THE TASK
Nothing before the line containing "Note: one point per instance of the blue pool" belongs in the answer; quote that line and all lines after it through the end of the material, word for word.

Dataset rows
******************************

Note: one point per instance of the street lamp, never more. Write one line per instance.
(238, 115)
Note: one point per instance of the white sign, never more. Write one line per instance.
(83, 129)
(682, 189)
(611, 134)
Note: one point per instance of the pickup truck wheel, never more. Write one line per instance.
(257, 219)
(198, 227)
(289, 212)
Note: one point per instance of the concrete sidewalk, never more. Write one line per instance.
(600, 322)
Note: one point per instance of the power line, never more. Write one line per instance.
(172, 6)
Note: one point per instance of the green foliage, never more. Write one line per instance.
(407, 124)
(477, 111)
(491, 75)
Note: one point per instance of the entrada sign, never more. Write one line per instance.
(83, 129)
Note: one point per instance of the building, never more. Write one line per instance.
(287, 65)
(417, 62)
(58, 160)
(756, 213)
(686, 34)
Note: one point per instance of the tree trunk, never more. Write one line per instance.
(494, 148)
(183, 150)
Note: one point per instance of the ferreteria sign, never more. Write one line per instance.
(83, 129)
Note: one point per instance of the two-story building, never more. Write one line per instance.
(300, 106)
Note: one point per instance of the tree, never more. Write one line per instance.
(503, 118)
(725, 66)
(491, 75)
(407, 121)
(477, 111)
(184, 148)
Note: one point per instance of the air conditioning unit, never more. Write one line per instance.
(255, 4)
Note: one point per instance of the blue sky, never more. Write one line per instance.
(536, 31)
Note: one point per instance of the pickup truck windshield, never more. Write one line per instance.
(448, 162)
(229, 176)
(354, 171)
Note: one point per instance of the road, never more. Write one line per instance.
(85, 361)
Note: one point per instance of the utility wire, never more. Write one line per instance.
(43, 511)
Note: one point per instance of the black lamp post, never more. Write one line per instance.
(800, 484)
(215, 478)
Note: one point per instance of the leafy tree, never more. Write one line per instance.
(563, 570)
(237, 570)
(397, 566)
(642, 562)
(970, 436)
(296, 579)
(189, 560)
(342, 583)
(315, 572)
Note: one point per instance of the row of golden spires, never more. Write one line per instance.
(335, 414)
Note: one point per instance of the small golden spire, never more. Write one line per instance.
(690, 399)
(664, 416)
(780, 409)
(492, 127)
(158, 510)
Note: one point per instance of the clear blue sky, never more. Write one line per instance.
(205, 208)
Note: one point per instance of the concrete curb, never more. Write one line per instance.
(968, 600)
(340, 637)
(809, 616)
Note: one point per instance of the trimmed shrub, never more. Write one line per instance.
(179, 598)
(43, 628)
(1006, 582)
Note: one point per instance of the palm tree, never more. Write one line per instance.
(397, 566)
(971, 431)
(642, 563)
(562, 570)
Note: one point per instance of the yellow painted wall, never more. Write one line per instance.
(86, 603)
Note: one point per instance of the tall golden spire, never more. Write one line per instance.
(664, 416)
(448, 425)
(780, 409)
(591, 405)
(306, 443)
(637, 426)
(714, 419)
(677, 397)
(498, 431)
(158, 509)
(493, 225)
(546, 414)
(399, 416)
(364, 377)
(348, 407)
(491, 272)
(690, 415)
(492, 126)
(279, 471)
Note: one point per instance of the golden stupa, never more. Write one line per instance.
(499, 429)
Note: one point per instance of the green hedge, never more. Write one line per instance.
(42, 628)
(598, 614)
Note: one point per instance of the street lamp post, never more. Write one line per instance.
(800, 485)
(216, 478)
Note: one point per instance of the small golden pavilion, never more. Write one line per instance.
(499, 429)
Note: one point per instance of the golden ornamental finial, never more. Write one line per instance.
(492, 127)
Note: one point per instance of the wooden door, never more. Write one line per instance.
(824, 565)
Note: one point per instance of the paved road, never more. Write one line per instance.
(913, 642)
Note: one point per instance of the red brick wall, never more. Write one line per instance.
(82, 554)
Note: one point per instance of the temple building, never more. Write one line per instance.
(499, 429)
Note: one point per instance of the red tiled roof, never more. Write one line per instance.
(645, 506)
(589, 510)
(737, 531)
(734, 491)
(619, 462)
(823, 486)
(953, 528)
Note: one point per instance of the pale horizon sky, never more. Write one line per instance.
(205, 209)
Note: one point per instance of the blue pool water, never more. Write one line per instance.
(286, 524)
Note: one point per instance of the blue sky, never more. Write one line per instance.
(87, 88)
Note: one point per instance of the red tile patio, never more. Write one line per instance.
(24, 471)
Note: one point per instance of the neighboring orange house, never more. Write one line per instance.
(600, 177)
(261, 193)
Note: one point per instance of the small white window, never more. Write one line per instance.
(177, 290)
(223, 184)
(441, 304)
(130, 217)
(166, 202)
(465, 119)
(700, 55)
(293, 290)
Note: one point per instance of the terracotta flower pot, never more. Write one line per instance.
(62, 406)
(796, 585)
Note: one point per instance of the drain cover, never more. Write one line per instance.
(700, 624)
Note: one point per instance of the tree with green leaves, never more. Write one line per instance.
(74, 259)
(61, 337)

******************************

ANSWER TO THE TASK
Note: one point per instance of the blue pool water, never more. Write one line per instance.
(286, 524)
Note: one point per instance of the blue sky, never more. Write one line per instance.
(87, 88)
Note: one point per instance of the red tile patio, never more. Write one line per instance.
(24, 471)
Note: one point per instance of the neighboring orange house, never more. Write one line per instance.
(600, 177)
(261, 193)
Note: one point per instance of the small white window, never more. Write one line per instance.
(177, 290)
(223, 184)
(441, 304)
(130, 217)
(166, 202)
(465, 119)
(700, 55)
(293, 290)
Note: one point per instance of the terracotta flower pot, never more. Write one line per instance.
(62, 406)
(796, 585)
Note: one point per instance of the drain cover, never more. Write one line per instance.
(700, 624)
Note: one point per instance of the tree with green leaves, never more. Write one line per instance.
(74, 259)
(61, 337)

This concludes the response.